Locate each line of the records that contains the word "image", treating uppercase and lowercase as different, and copy those lines.

(Collected data)
====

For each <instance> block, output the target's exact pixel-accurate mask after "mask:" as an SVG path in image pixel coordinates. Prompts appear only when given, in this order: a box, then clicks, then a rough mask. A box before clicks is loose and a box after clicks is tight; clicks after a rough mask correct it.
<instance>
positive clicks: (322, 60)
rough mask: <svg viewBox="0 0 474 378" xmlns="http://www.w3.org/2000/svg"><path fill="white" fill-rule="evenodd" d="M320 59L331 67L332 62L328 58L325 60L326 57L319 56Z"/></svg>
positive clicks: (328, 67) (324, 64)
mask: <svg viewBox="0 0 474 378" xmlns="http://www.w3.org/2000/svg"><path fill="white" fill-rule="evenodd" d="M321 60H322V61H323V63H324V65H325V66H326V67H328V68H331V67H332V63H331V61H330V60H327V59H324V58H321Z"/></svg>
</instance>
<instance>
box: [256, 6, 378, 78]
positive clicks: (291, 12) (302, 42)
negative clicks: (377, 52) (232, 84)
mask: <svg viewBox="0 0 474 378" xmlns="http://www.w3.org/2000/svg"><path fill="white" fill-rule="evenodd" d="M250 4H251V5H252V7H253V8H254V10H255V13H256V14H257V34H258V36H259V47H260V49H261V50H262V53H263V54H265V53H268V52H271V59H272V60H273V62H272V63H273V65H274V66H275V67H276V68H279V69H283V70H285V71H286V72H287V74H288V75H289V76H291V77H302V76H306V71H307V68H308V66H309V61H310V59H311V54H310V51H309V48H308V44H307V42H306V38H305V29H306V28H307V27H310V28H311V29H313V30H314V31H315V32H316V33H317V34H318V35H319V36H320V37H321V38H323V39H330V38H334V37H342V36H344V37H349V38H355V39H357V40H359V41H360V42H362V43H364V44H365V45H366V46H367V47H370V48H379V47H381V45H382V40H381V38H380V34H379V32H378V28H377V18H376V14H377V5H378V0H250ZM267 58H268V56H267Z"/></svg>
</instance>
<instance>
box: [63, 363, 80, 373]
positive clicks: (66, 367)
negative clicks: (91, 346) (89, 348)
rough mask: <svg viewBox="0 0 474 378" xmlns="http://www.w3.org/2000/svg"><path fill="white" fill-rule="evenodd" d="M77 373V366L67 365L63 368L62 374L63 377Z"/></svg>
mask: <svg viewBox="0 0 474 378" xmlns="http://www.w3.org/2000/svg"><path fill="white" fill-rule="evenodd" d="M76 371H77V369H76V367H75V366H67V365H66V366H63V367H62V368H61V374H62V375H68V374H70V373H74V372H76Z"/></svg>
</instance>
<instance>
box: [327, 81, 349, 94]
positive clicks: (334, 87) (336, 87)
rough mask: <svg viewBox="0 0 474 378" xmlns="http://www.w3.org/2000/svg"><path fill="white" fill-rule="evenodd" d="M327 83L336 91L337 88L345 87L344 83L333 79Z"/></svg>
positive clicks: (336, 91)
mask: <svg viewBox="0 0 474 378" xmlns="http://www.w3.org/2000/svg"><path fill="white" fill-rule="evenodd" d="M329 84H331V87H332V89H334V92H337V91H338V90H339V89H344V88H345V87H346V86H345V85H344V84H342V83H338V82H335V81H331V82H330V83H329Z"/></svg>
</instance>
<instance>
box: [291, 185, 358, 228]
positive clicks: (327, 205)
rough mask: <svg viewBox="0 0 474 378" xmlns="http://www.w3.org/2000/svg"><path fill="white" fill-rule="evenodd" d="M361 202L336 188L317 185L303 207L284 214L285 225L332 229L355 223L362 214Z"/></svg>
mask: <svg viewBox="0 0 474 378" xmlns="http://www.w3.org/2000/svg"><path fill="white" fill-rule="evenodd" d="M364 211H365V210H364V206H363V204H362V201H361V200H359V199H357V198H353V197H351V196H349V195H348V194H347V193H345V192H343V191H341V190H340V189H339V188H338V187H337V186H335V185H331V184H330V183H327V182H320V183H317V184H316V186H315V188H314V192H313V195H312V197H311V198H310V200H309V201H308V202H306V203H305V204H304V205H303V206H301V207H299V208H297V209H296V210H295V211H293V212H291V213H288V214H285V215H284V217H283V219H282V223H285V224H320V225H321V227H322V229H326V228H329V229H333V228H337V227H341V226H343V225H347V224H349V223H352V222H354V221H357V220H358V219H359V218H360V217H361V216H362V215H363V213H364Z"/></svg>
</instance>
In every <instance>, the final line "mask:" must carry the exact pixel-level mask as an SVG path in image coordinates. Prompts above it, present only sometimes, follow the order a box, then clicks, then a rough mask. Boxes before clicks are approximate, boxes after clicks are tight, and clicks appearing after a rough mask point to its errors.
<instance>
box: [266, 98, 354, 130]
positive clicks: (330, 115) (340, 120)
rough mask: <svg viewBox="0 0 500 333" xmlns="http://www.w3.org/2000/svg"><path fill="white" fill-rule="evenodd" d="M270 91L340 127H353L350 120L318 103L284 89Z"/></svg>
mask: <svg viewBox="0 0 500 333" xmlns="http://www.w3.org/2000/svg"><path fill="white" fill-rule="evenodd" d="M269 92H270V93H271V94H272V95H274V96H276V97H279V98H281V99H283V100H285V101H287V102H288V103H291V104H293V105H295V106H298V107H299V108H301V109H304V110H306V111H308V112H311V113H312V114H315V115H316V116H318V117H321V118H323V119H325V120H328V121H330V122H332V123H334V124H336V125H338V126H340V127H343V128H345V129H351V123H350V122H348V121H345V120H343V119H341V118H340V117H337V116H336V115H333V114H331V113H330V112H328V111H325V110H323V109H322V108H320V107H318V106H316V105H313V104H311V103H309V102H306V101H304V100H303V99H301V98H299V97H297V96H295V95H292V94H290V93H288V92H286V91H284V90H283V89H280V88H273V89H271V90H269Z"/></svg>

====

## Solution for this exercise:
For each <instance> block, output the target's exact pixel-accurate mask after "mask:" as an SVG path in image pixel coordinates. Prompts appear only when given, in this order: a box, then clicks, then a rough mask. A box before clicks is loose and a box after clicks is tight; clicks after a rough mask correct it.
In every <instance>, the final line "mask:" must carry the exact pixel-level mask as an SVG path in image coordinates. Prompts above it, present only sometimes, follow the order a box, then clicks, then a rough mask. Boxes before clicks are approximate, boxes after clicks are tight, and clicks appearing after a rough mask point to its errors.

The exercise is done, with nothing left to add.